2. Results and Discussion
2.1. Effect of Modification Times on Specific Surface Area and Pore Size Distribution
The specific surface area and adsorption average pore size of coking coal were measured, and the acid-modified concentration is 0.1 mol·L–1. The results are shown in Figures 1 and 2, the specific surface area of AC-1 is 2.898 m2·g–1, and the average pore size of AC-1 is 12.212 nm.
Figure 1.
Plot of coking coal specific surface area vs modification time.
Figure 2.
Plot of average pore size vs modification time.

» TASK DETAILS: Reproduce the coking coal results excerpt in full, word for word.

» DATA EXTRACT:
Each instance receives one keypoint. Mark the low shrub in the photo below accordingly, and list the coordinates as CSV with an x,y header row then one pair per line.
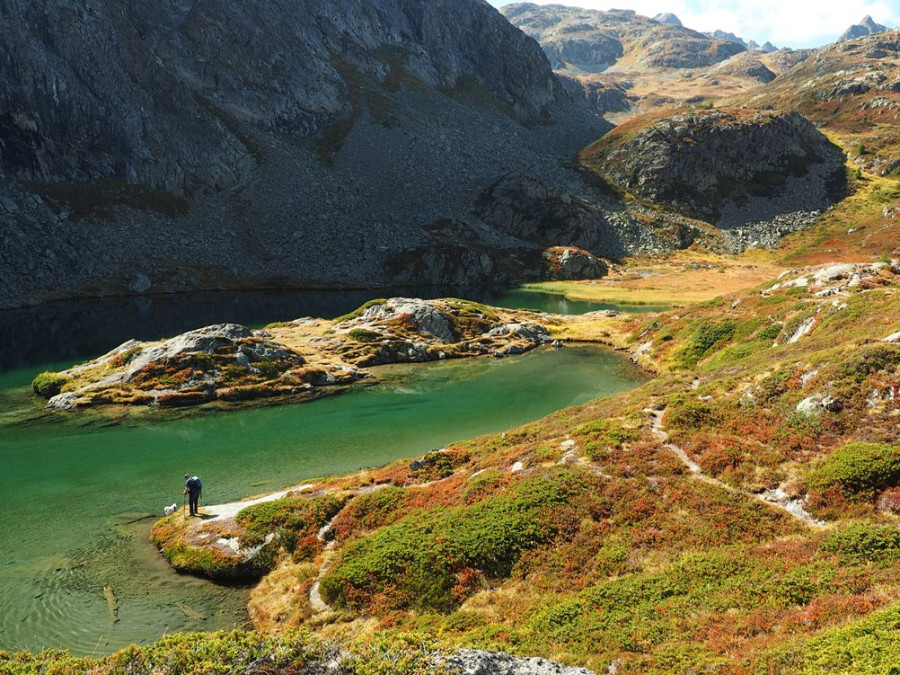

» RESULT:
2. Results and Discussion
2.1. Effect of Modification Times on Specific Surface Area and Pore Size Distribution
The specific surface area and adsorption average pore size of coking coal were measured, and the acid-modified concentration is 0.1 mol·L–1. The results are shown in Figures 1 and 2, the specific surface area of AC-1 is 2.898 m2·g–1, and the average pore size of AC-1 is 12.212 nm.
Figure 1.
Plot of coking coal specific surface area vs modification time.
Figure 2.
Plot of average pore size vs modification time.